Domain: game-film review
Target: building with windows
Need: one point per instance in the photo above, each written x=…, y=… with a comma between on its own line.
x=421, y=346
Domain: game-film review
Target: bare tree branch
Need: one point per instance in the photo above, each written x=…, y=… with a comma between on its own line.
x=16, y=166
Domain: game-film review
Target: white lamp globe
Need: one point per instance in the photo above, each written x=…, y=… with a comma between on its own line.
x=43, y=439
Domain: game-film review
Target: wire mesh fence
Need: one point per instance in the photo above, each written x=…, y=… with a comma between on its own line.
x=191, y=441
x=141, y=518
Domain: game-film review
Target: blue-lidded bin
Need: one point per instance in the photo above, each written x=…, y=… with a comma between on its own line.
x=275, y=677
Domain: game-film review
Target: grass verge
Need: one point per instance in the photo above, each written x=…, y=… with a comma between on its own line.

## What the task requires
Looking at the material above, please copy exactly every line from its first line through the line containing "Target: white lamp globe", with both ends included and nothing else.

## Response box
Domain: game-film review
Target: building with windows
Need: one point per instance in the photo above, each written x=…, y=… with a comma between on its own line.
x=421, y=346
Domain: game-film review
Target: bare tree branch
Need: one point per instance in the photo above, each written x=…, y=… with a comma between on its own line.
x=16, y=166
Domain: game-film review
Target: white lamp globe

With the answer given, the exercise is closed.